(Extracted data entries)
■ ■ ■ ■ ■ ■ ■

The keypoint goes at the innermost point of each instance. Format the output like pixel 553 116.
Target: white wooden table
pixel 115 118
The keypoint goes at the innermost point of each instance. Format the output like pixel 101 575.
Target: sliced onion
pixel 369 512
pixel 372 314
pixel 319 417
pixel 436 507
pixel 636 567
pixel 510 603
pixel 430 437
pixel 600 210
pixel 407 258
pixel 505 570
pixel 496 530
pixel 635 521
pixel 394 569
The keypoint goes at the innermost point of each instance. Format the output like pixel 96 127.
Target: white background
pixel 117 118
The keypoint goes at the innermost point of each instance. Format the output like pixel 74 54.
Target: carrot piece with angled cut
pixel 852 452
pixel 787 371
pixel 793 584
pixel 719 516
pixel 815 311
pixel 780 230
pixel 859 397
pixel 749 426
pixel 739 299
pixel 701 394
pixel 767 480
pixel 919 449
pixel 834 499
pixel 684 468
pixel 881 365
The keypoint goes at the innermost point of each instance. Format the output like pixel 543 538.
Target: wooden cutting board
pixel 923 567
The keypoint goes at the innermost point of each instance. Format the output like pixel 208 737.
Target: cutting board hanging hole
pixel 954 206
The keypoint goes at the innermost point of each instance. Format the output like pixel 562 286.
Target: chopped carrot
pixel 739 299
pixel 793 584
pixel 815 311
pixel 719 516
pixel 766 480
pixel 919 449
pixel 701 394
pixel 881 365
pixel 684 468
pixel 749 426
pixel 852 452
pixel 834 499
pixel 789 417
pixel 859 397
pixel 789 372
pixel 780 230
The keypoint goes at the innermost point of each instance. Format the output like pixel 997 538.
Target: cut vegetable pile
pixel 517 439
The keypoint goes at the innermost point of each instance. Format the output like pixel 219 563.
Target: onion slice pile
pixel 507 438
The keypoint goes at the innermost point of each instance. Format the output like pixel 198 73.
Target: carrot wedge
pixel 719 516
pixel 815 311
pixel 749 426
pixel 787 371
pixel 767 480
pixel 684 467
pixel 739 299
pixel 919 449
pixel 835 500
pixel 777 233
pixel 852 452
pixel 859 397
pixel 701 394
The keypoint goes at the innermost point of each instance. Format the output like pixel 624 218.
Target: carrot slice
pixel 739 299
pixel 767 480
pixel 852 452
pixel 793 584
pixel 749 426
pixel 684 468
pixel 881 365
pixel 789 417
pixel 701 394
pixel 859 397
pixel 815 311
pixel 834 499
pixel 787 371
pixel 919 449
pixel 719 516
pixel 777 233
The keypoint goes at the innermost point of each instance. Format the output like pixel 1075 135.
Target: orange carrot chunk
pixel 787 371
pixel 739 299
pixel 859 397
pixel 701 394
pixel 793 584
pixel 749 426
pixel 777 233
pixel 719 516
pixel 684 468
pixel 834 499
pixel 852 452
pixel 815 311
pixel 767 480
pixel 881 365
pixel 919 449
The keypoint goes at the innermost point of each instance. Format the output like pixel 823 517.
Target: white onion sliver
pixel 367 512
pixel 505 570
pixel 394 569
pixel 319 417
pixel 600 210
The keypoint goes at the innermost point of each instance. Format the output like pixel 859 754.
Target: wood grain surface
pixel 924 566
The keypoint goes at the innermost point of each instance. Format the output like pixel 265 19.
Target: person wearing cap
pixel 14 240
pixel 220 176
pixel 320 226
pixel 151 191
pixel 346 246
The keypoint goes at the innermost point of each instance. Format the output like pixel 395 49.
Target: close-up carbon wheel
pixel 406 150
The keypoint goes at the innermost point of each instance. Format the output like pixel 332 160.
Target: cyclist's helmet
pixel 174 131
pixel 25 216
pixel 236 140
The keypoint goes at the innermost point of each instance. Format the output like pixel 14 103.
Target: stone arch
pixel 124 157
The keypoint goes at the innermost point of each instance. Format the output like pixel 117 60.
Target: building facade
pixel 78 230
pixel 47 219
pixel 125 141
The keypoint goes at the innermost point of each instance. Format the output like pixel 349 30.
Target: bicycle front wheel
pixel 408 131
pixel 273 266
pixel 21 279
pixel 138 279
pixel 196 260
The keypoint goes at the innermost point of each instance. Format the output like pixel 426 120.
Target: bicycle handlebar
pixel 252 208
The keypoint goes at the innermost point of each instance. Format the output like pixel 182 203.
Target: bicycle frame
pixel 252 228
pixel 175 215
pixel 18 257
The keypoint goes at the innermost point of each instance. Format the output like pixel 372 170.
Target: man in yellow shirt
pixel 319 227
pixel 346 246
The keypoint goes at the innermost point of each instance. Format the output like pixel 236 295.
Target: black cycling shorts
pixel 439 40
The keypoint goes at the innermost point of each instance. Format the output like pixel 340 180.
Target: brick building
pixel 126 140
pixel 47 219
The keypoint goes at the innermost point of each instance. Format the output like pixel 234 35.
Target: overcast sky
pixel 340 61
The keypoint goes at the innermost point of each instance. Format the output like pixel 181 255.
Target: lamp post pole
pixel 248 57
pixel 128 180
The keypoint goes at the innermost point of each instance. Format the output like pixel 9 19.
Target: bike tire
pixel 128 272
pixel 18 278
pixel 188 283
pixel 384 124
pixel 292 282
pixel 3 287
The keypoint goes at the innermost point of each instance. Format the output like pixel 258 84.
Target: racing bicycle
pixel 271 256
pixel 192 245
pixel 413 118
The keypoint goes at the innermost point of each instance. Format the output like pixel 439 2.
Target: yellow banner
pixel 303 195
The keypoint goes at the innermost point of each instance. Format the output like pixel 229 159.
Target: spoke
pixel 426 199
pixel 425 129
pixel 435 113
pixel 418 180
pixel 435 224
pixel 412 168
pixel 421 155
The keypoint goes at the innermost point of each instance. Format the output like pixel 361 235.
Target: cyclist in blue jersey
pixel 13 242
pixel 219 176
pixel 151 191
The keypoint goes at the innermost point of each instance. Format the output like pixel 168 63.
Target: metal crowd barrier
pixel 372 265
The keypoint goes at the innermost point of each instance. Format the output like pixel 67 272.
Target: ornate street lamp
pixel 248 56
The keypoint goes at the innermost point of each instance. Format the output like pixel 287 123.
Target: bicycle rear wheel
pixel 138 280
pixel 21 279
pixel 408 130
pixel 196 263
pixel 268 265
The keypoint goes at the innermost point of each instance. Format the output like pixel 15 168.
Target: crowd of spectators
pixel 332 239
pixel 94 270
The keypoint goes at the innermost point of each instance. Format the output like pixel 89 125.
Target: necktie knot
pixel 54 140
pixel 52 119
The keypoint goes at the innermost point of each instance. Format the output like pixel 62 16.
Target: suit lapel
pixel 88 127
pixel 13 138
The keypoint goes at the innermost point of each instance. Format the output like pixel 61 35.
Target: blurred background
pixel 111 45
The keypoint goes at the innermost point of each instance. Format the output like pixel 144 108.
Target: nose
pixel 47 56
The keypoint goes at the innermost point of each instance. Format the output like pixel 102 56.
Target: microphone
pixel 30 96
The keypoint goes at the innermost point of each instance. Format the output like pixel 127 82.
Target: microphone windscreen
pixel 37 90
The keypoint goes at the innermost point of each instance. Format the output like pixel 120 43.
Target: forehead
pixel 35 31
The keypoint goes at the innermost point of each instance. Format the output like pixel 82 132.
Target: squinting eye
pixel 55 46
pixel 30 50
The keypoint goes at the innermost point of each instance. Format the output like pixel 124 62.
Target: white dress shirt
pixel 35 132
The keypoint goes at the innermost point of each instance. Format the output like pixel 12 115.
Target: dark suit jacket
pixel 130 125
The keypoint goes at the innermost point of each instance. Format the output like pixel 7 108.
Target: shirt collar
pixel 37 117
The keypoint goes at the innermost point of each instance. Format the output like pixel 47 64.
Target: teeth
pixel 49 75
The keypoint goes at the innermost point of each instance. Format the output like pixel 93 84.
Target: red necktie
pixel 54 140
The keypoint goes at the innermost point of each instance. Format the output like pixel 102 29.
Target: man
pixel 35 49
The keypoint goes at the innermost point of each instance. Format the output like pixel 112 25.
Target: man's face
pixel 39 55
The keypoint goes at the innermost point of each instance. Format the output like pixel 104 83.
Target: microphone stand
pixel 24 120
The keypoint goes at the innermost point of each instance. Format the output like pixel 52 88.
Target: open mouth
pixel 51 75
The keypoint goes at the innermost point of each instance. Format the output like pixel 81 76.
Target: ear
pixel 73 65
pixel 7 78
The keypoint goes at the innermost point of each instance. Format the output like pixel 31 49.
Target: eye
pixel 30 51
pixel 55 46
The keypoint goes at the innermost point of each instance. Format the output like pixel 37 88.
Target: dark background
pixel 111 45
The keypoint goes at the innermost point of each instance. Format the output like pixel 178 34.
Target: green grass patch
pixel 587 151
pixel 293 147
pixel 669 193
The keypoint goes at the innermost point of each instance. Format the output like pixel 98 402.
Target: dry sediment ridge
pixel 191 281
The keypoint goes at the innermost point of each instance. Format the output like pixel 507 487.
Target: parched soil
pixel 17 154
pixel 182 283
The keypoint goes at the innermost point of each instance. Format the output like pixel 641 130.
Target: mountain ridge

■ ■ ■ ■ ■ ■ ■

## Work required
Extract, word for word, the part of the lines that opens with the line containing "pixel 507 487." and closes at the end of the lines, including both ends.

## Exercise answer
The keypoint goes at the innermost point of each instance. Format the output like pixel 507 487.
Target: parched soil
pixel 17 154
pixel 182 283
The keypoint goes at the innermost point of each instance. Format the output like pixel 641 130.
Target: mountain ridge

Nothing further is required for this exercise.